→ Objetivo declarado 1:
Edite os registros, apresentando de novo tudo desde a linha que contém "clear blue sky." até o fim deles, com "tree trunk" trocado por "tree stump" e todo o resto inalterado. Deixe as imagens fora da resposta.

→ Texto para leitura:
☆ ☆ ☆ ☆

João Anatalino

A Procura da Melhor Resposta

Textos


Quanto custa a burocracia estatal ao bolso do cidadão brasileiro? Eis uma pergunta difícil de responder. Que é caro, todo mundo sabe, pois toda vez que precisamos de um serviço público temos que pagar por ele, seja em forma de impostos, taxas e contribuições de melhoria, tecnicamente conhecidos como tributos, seja através de tarifas, corveias, pedágios, sisas, emolumentos e outras obrigações que o estado exige para tudo esteja nos conformes da lei. Senti tudo isso na pele quando fui fazer uma procuração num dos cartórios da cidade. Paguei pelo tal documento a bagatela de duzentos e trinta e sete reais e cinco centavos. Quando fui ver para quem se destinava tanto dinheiro – pago por um documento de duas páginas - aprendi que pelo menos oito entidades e repartições diferentes recebiam uma fatia desse bolo que foi cozido com minha pobre procuração. Pela ordem, o cartório levava a maior parte. Depois dele vinham o Estado, a Secretaria da Fazenda, a Santa Casa da cidade, o cartório do registro civil, o Tribunal de Justiça, o fisco municipal e o Ministério Público. Todos esses entes públicos davam uma “mordida” no produto desse serviço, que até hoje ninguém explicou porque é delegado a particulares que “vencem’ uma espécie de concurso público e obtém a concessão para administrar um cartório num sistema de franquia bem estranho. A propósito, a expressão “empresário cartorial” foi popularizada nos anos noventa, quando se discutiu a proposta de estatização desse serviço, que na verdade, deveria ser prestado pelo Estado, gratuitamente, e não por particulares a preços tão extorsivos. “Empresário cartorial” tornou-se sinônimo de empreendedor que não precisa investir quase nada no seu negócio, recebe praticamente de graça um empreendimento que tem mercado cativo e oferta um serviço de consumo obrigatório, que a burocracia estatal não só exige por força de lei, como também vive se esforçando para ampliar constantemente.

☆ ☆ ☆ ☆

Trechos de um conjunto de dados de marcação de pontos
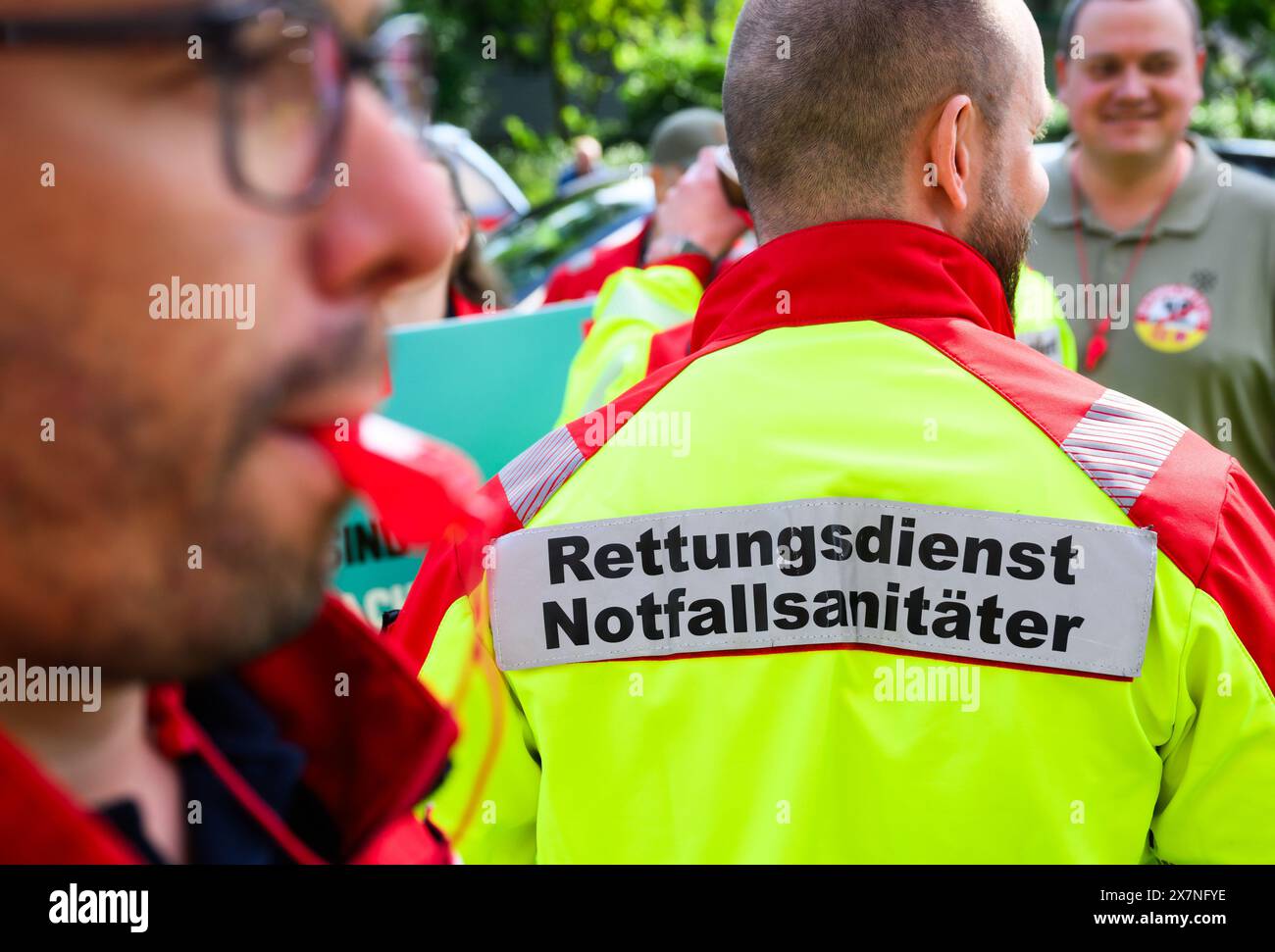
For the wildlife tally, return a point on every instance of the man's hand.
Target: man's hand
(696, 211)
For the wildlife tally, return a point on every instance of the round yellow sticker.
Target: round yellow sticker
(1173, 318)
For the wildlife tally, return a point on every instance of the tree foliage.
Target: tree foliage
(661, 55)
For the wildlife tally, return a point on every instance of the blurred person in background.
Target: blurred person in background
(167, 505)
(696, 243)
(1167, 253)
(464, 283)
(585, 162)
(671, 668)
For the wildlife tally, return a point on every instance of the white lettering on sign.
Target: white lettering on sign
(974, 585)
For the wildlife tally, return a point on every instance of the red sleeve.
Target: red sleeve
(1241, 571)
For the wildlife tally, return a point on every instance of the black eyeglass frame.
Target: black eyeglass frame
(217, 25)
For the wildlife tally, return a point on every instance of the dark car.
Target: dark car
(528, 249)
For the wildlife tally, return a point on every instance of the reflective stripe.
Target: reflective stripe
(1121, 444)
(536, 473)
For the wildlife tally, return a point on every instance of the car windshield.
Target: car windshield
(527, 250)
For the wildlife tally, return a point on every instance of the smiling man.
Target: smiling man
(648, 692)
(1167, 251)
(166, 514)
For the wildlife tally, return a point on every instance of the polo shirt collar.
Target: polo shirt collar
(848, 272)
(1187, 211)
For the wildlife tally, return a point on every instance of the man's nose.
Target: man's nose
(1133, 84)
(383, 222)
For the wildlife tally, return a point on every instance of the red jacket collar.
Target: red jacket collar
(849, 272)
(371, 753)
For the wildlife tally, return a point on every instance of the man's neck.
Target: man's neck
(1125, 191)
(105, 756)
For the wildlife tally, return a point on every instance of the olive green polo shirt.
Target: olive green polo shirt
(1195, 335)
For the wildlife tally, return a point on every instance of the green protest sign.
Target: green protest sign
(491, 386)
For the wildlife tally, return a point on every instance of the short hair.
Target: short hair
(821, 97)
(1071, 13)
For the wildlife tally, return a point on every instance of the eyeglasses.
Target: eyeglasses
(283, 71)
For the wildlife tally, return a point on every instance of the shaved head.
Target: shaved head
(823, 97)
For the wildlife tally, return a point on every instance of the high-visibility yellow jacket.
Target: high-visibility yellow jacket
(641, 320)
(861, 578)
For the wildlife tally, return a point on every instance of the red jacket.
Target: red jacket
(585, 276)
(370, 757)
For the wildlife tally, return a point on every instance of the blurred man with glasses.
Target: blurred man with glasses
(165, 511)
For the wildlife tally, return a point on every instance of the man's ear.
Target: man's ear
(464, 232)
(948, 149)
(1201, 63)
(1059, 71)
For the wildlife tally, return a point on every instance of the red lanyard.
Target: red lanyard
(1100, 343)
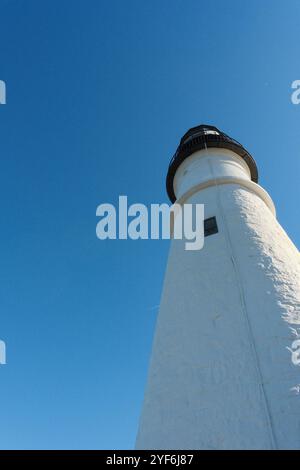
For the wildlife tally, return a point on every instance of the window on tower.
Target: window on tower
(210, 226)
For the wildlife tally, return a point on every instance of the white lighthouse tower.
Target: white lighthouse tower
(225, 365)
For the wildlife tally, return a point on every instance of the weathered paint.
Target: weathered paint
(221, 373)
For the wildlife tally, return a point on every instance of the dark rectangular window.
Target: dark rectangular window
(210, 226)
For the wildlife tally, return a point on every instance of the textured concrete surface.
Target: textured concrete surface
(221, 373)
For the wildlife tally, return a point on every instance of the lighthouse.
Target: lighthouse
(225, 365)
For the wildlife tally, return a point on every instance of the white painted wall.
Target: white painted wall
(221, 376)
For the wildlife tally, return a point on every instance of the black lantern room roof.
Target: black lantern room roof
(201, 137)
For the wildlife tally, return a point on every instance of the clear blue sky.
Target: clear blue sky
(98, 95)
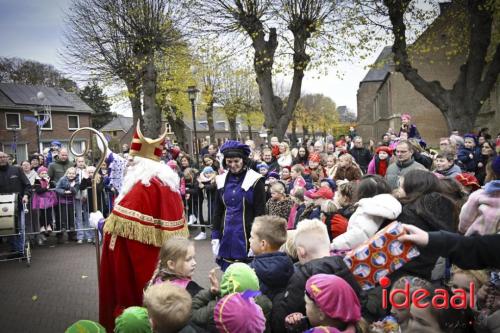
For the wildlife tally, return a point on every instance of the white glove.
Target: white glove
(94, 219)
(215, 247)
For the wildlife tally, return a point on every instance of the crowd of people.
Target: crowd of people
(283, 218)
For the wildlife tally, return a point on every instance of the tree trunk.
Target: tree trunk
(233, 133)
(458, 118)
(134, 96)
(178, 126)
(210, 119)
(152, 117)
(460, 105)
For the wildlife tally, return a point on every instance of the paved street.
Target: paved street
(60, 287)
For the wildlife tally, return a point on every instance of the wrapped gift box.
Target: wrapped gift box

☆ ☆ ☆ ☆

→ Objetivo declarado 2:
Retome o texto sobre o custo da burocracia estatal para o cidadão brasileiro a partir do ponto em que ele para.

→ Resultado final 1:
For the wildlife tally, return a point on every instance of the clear blue sky.
Target: clear blue sky
(98, 95)
For the wildlife tally, return a point on every instance of the white glove.
Target: white glove
(94, 219)
(215, 247)
For the wildlife tally, return a point on every instance of the crowd of people.
Target: crowd of people
(283, 218)
For the wildlife tally, return a point on every instance of the tree stump.
Target: tree stump
(233, 133)
(458, 118)
(134, 96)
(178, 126)
(210, 119)
(152, 117)
(460, 105)
For the wildlife tally, return a point on every instance of the paved street.
Target: paved street
(60, 287)
For the wildlife tally, return a point on every instance of the wrapped gift box.
Target: wrapped gift box

→ Resultado final 2:
Cartórios são um resquício da cultura feudal, onde os reis distribuíam aos seus vassalos o controle de alguns serviços de arrecadação compulsória, dividindo com eles os resultado da arrecadação. Assim eram os serviços de alfândega, hospitais, arquivos notariais, registros de propriedade e outros títulos, etc. Esses serviços eram controlados por nobres vassalos da coroa ou por Irmandades religiosas que detinham esses direitos. Portugal, um dos últimos países da Europa a banir o regime feudal da sua estrutura econômica, trouxe para o Brasil esse sistema ao implantar aqui o regime de capitanias hereditárias como forma de colonização do país. Esse sistema, o de capitanias, nada mais era do uma adaptação do sistema feudal, com controle feito por aividades cartoriais.
Por conta disso ainda sofremos os reflexos dessa organização burocrática retrógrada, que congestiona os caminhos da nossa vida civil com a exigência de dezenas de documentos, certidões e carimbos e inflaciona a vida econômica do país com custos desnecessários e, no mais das vezes, sem qualquer benefício para o povo;
Mas se nem a ditadura militar conseguiu acabar com essa burocracia que morde cerca de vinte bilhões por ano do PIB brasileiro, é porque os interesses por trás dessa atividade são mais fortes que o próprio interesse nacional. E assim, como diz uma velha canção, vamos continuar pagando para nascer, para viver, para morrer e para tudo o mais que se quiser fazer neste país tropical abençoado por Deus e bonito por natureza.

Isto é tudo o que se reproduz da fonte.